The Story of a Church Plant
By Robin G. Jordan
The hiving off model is one of the most common and most successful
methods of planting a new church. The pastor of the mother church recruits the
core-group for a new church from the congregation of the mother church and
starts a daughter church in a community that is a short distance from the
community in which the mother church is located. The core group normally
consists of members of the congregation that live in the nearby community. It
may include members who do not live in that community but who have a connection
to the community, for example, have friends and relatives living in the
community, work in the community, or do business in the community. It may also
include members who possess a particular skill that the new church needs in its
early stages.
In recruiting the core-group for a new church, the pastor of
the mother church should exercise care in whom he enlists. If the church plant
is to succeed, the large part of this nucleus should come from the nearby
community and have relationship networks within that community. The formation
of a core-group for a new church may attract members of the congregation who,
while they live in the nearby community, are socially-isolated. They may have
negligible relationship networks within that community. While a new church
cannot rely entirely on the relationship networks of its core-group for new
members, these relationship networks are in the initial stages of the church
plant an important source of new members.
A recognized drawback of the hiving off model is that it
creates “a false sense of success” in regards to numbers in attendance. The
pastor of the new church “automatically has a church complete with all the
pastoral needs and problems of any other existing church.” His attention may be
taken away from reaching and engaging the unchurched population of the
community to ministering to the needs of existing Christians who became a part
of the new church from the mother church. Frank Herron makes an important point
in Expanding God’s Kingdom through Church
Planting.

# [Excerpts of labeled region data]
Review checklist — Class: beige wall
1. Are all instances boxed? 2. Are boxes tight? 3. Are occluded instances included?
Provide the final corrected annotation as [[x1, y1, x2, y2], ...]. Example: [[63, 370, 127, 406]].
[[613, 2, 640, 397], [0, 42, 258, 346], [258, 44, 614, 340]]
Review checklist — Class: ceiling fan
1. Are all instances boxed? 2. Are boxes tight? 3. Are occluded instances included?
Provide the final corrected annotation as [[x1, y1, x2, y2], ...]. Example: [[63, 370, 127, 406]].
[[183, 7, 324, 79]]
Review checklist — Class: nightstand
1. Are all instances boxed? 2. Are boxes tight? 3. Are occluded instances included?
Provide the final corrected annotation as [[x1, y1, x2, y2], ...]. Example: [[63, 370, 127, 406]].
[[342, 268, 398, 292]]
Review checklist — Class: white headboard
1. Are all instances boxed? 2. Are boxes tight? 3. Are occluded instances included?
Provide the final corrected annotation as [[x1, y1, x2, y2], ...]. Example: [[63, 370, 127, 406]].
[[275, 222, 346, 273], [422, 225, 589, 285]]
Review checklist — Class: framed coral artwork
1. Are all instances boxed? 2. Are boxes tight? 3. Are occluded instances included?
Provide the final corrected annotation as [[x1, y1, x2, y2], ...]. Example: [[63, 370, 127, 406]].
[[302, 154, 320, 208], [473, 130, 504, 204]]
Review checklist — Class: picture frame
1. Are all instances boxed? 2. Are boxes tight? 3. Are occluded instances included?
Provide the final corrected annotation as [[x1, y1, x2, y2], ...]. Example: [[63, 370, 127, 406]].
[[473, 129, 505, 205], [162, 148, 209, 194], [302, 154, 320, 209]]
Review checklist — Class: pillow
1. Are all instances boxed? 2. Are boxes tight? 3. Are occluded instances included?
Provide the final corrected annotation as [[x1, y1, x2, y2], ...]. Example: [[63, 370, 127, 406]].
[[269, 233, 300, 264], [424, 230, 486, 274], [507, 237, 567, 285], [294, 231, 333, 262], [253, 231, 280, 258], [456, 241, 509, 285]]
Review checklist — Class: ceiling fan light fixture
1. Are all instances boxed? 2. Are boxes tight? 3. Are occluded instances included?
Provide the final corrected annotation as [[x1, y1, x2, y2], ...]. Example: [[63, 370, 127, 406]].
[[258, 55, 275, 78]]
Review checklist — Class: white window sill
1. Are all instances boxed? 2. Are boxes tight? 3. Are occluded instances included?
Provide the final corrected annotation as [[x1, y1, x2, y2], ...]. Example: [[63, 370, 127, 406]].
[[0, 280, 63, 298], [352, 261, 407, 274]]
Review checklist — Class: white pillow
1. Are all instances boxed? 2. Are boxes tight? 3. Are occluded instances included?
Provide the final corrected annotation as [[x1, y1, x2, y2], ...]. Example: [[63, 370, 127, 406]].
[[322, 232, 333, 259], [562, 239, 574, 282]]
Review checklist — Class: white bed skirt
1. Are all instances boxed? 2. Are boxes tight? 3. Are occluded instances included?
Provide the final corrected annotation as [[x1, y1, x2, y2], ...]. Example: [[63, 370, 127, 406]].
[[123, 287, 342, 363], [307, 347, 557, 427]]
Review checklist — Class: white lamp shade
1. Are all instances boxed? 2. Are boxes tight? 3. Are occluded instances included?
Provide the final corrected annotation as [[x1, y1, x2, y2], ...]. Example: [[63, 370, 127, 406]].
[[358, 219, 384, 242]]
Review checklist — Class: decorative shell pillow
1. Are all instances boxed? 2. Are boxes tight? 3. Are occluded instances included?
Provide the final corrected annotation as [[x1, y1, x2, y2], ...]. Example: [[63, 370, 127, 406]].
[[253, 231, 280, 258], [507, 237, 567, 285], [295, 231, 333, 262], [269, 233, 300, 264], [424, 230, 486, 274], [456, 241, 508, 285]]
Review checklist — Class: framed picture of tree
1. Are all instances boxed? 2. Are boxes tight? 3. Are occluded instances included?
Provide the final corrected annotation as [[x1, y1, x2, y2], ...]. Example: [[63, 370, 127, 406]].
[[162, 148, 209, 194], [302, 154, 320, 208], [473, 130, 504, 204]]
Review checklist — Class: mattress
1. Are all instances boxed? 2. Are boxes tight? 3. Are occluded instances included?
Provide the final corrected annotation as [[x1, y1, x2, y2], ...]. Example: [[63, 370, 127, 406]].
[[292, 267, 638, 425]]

# [What to work on]
1. According to the article on church planting, who normally makes up the core group of a new church under the hiving off model?
2. Using the article on church planting, explain why the pastor of the mother church should be careful about whom he enlists in the core group.
3. Write a continuation of the article on church planting, starting right after its final sentence.

# [Answers to the exercises]
1. It normally consists of members of the mother church's congregation who live in the nearby community.

2. If the church plant is to succeed, most of the core group should come from the nearby community and have relationship networks there, because those networks are an important source of new members in the early stages. The recruiting may attract members who live in that community but are socially isolated and have negligible relationship networks within it.

3.
“Some churches started by this method never become evangelistically effective. They merely shuffle the deck by the means of transfer growth for example.”
To counter this tendency, the pastor of the mother church or
the launch team leader should enlist for the core-group only members of the
congregation with a missionary mindset. The same leader should meet with the
core-group over a period of several weeks and make sure that they clearly
understand that they will be serving missionaries to the community where the
new church is being started and the purpose of the new church is to reach and
engage the unchurched population of that community.
Before starting any services of public worship in the target
community, all the members of the core-group should evidence a clear commitment
to this purpose. Once services of public worship are started, the core-group
and the new congregation will need to be reminded of the purpose of the new
church on a frequent and regular basis.
During the same time period the core-group should receive
orientation in regard to what will be the core values, vision, and beliefs
after which the new church will be patterned as well as the new church’s
purpose. It should also undergo training in relationship evangelism and other needed
skills. By the conclusion of these sessions everyone in the core-group should
be on the same page. Those who are not should not be a part of the core-group.
Another recognized drawback of this model of church planting
is that every member of the core-group will have his own share of
“baggage”—pre-conceived notions of the way to do church. It is best to deal
with this baggage before the launch of the first service of public worship.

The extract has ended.